===== EXERCISE INPUT
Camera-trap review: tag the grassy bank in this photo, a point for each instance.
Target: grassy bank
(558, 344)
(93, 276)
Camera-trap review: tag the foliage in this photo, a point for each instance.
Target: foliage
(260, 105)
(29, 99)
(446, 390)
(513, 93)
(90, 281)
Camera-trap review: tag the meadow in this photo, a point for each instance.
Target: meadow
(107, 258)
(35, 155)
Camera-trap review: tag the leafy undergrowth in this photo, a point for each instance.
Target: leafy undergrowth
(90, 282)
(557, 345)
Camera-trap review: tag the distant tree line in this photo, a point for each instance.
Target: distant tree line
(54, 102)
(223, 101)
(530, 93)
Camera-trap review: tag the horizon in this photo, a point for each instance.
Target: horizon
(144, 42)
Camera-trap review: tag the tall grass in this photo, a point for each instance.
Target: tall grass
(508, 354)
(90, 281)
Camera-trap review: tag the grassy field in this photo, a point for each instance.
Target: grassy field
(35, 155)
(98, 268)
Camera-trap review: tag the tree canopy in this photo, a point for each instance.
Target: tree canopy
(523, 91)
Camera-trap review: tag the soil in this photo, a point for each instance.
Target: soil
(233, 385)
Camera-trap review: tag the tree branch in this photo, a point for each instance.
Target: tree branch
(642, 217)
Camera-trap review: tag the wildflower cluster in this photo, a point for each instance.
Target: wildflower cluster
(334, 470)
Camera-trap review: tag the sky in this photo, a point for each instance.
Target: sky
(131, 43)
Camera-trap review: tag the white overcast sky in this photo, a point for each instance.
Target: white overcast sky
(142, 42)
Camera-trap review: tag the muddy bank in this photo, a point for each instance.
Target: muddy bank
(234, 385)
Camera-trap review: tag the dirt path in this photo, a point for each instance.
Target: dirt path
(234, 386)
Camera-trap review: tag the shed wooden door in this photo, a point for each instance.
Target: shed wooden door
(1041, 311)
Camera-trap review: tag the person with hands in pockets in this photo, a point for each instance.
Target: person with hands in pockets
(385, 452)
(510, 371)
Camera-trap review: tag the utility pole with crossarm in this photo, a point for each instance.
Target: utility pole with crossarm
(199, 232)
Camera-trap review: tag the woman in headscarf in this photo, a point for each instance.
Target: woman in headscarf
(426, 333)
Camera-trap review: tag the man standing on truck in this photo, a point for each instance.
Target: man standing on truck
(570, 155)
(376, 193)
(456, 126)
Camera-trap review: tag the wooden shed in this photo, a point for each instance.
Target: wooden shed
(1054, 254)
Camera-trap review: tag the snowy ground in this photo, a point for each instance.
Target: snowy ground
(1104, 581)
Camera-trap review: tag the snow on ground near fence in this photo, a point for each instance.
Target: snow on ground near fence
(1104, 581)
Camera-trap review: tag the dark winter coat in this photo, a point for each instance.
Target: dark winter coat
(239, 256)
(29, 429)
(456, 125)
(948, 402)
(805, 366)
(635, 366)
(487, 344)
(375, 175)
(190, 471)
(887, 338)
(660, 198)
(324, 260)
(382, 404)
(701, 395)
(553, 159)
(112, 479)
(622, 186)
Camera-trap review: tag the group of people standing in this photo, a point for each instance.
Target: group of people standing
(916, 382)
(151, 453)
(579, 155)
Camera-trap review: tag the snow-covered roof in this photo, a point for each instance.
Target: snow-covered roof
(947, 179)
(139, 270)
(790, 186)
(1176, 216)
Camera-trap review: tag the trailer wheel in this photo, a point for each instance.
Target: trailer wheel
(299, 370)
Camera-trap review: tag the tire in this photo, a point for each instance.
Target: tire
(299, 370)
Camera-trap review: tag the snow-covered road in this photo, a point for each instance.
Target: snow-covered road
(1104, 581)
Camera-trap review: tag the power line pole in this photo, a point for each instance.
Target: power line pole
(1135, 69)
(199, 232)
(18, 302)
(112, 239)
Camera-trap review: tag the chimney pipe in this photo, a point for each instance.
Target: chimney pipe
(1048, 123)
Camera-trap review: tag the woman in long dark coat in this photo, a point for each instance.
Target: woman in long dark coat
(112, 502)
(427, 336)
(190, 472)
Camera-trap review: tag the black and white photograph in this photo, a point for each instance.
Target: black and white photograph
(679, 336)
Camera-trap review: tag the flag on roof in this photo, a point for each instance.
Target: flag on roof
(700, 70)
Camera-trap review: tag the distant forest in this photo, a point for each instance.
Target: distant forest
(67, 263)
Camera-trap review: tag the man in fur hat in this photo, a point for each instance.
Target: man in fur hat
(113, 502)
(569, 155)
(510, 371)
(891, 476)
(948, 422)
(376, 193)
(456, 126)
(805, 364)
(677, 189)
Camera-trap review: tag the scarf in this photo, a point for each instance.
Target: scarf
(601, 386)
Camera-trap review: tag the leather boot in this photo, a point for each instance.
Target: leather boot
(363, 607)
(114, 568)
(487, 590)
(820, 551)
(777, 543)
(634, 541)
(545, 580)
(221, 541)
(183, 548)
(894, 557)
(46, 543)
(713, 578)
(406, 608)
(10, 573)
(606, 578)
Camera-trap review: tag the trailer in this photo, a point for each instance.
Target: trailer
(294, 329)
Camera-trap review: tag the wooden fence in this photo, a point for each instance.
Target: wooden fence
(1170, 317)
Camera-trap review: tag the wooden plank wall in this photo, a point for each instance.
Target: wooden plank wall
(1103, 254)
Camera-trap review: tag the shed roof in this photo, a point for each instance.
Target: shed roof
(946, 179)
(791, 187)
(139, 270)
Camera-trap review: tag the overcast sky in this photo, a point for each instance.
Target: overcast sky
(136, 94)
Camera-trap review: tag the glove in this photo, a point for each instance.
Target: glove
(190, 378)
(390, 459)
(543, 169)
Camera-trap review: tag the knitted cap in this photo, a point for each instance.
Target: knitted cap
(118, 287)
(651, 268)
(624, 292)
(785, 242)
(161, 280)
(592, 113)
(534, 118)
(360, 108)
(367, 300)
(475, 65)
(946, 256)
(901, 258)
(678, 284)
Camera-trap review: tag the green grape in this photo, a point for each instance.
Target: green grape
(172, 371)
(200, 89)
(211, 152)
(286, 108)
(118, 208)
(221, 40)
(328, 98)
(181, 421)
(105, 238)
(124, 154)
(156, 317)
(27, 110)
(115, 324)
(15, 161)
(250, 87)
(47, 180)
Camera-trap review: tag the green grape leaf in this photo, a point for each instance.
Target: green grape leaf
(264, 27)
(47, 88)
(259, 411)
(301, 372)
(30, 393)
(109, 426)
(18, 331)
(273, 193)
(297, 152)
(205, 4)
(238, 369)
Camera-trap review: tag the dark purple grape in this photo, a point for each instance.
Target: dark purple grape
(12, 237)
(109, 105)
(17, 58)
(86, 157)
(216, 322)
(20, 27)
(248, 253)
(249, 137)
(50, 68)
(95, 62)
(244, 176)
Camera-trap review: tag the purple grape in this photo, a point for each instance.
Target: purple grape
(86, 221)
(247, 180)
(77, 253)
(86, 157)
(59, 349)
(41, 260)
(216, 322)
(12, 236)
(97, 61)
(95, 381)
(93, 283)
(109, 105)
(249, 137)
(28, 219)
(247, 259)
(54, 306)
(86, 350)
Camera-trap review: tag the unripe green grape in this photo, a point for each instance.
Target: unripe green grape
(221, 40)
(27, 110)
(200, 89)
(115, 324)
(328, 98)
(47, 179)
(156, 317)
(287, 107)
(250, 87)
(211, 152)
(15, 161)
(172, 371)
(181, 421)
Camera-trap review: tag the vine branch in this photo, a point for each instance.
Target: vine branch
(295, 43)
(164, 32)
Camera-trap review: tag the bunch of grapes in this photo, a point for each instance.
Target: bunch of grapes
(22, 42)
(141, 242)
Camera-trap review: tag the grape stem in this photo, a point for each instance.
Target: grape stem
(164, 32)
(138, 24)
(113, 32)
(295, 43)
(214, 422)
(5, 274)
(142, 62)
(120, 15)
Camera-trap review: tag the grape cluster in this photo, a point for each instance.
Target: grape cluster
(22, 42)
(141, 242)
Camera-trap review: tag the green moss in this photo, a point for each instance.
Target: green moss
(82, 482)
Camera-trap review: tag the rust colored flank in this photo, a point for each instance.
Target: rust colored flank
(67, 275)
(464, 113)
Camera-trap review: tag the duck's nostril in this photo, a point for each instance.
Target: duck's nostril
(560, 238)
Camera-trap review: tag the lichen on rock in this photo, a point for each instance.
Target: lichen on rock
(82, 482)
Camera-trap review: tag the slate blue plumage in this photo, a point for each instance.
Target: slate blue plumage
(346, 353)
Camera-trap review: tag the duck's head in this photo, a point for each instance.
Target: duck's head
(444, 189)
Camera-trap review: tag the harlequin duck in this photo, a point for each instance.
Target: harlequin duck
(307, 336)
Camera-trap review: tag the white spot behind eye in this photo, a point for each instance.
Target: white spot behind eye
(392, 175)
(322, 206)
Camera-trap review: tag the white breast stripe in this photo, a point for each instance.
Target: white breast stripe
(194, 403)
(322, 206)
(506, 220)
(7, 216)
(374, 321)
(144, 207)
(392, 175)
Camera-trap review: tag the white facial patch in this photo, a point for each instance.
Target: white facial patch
==========
**PROBLEM**
Edit the records from the line containing "Camera-trap review: tag the tree branch" through the line containing "(1054, 254)", changing "dirt path" to "gravel path". Return only those lines and leave everything else unchanged.

**CORRECT ANSWER**
Camera-trap review: tag the tree branch in this photo, a point for each instance.
Target: tree branch
(642, 217)
Camera-trap review: tag the wildflower cluster in this photo, a point for each instance.
Target: wildflower cluster
(334, 470)
Camera-trap review: tag the sky in this photo, a point for each instance.
Target: sky
(131, 43)
Camera-trap review: tag the white overcast sky in this photo, a point for each instance.
Target: white overcast sky
(142, 42)
Camera-trap review: tag the muddy bank in this photo, a point for each instance.
Target: muddy bank
(234, 385)
Camera-trap review: tag the gravel path in this photo, a point for each instance.
Target: gravel path
(234, 386)
Camera-trap review: tag the shed wooden door in this photo, a point for each instance.
Target: shed wooden door
(1041, 311)
Camera-trap review: tag the person with hands in pockets in this photo, a point for each instance.
Target: person with hands in pockets
(385, 452)
(510, 371)
Camera-trap review: tag the utility pole with crossarm in this photo, a point for each instance.
Target: utility pole with crossarm
(199, 232)
Camera-trap review: tag the woman in headscarf in this photo, a point for each instance.
Target: woman in headscarf
(426, 333)
Camera-trap review: tag the man standing on truck in this photo, a point for each instance.
Target: man standing on truck
(570, 155)
(376, 193)
(456, 126)
Camera-trap review: tag the wooden shed in this photo, a point for each instance.
Target: wooden shed
(1054, 254)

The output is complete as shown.